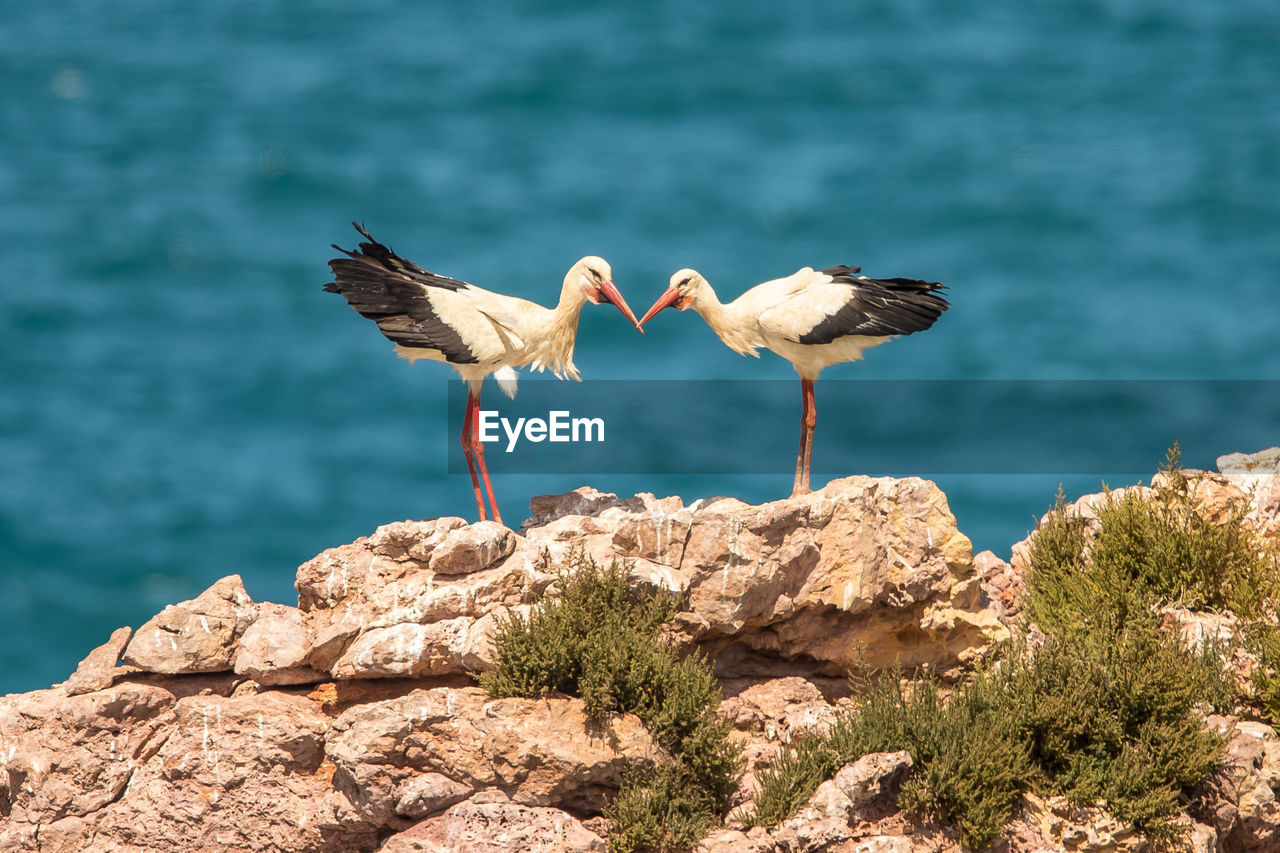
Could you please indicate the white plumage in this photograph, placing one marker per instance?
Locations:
(475, 331)
(810, 318)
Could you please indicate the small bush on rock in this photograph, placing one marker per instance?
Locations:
(603, 642)
(1104, 710)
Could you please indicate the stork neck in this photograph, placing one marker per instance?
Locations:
(727, 322)
(556, 351)
(711, 309)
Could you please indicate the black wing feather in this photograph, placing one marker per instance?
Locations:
(880, 308)
(393, 293)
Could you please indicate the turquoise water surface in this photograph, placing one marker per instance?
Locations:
(1098, 183)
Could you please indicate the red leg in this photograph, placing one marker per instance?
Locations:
(478, 446)
(808, 422)
(472, 407)
(804, 442)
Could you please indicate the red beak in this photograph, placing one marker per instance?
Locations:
(608, 292)
(666, 300)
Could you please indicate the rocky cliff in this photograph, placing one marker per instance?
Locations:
(353, 723)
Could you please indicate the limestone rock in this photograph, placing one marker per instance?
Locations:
(471, 548)
(864, 573)
(497, 828)
(197, 635)
(428, 794)
(780, 708)
(872, 783)
(97, 670)
(274, 648)
(1258, 475)
(540, 752)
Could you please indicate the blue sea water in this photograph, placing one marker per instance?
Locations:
(1098, 183)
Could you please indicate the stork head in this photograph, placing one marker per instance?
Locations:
(594, 278)
(682, 292)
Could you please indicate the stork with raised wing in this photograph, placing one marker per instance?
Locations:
(813, 319)
(475, 331)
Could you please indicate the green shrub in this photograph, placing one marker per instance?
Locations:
(1105, 710)
(970, 766)
(604, 643)
(659, 808)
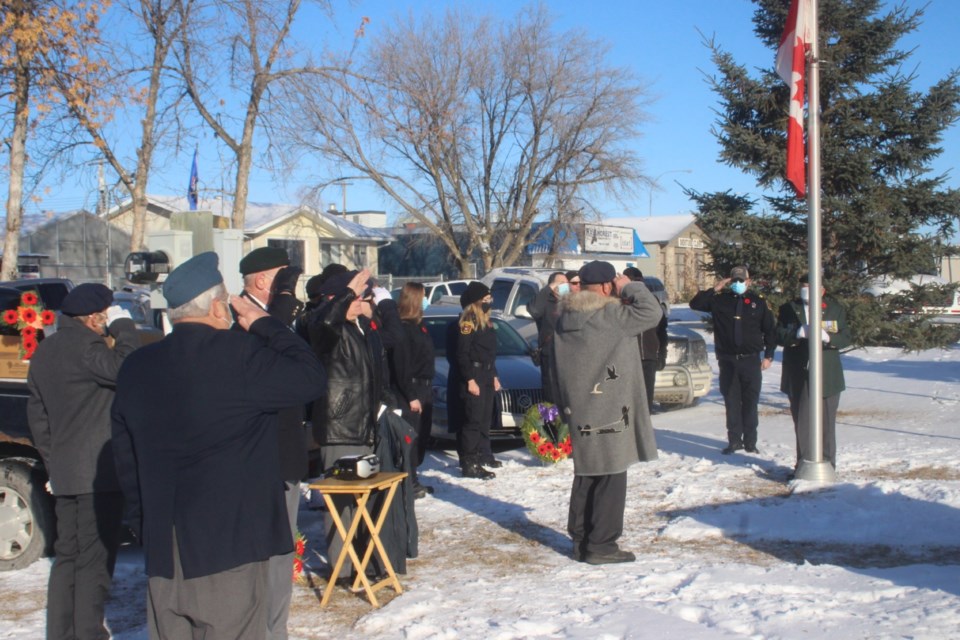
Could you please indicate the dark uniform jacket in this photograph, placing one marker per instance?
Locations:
(796, 351)
(477, 354)
(72, 379)
(195, 437)
(353, 356)
(750, 311)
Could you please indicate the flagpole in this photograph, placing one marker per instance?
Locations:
(816, 468)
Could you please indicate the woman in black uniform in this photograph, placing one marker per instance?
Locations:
(476, 361)
(413, 371)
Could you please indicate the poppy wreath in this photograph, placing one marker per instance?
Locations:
(28, 318)
(299, 547)
(547, 437)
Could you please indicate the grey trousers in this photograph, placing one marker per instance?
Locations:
(230, 605)
(281, 573)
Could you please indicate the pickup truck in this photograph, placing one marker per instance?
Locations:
(27, 524)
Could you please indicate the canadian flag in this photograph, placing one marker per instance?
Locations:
(791, 66)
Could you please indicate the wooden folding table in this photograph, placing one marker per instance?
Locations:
(361, 491)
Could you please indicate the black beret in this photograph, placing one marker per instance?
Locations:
(262, 259)
(87, 298)
(474, 292)
(597, 272)
(192, 278)
(740, 273)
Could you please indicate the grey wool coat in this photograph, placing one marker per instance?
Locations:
(600, 378)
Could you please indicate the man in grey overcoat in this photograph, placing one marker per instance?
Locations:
(602, 399)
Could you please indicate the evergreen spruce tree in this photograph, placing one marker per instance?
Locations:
(883, 213)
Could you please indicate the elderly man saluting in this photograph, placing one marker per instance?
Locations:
(602, 398)
(195, 438)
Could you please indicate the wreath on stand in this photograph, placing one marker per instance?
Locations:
(547, 437)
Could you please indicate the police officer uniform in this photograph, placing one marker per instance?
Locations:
(476, 360)
(744, 329)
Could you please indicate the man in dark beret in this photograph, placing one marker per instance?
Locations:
(71, 381)
(205, 467)
(602, 399)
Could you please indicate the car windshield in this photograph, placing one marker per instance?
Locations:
(444, 328)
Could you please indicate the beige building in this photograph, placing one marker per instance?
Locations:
(678, 252)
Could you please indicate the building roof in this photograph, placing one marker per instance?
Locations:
(656, 229)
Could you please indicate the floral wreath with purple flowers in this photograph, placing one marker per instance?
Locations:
(547, 437)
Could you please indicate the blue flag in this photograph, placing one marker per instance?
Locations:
(192, 187)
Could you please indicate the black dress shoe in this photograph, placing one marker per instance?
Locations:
(609, 558)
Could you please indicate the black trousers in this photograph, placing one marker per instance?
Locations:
(740, 382)
(477, 416)
(649, 379)
(595, 521)
(88, 537)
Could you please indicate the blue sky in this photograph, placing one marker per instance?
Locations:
(659, 41)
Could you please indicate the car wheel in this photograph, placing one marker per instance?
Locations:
(26, 514)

────────────────────────────────────────

■ **Try it**: Within the entries above, find each line where "blue" appears; copy every one.

■ **Written response**:
Could you please indicate the blue sea water in this photograph, placing one marker per instance?
Could you please indicate the blue flag in this photograph, placing one marker per instance?
Could you please indicate the blue sky in this photograph, placing one marker per instance?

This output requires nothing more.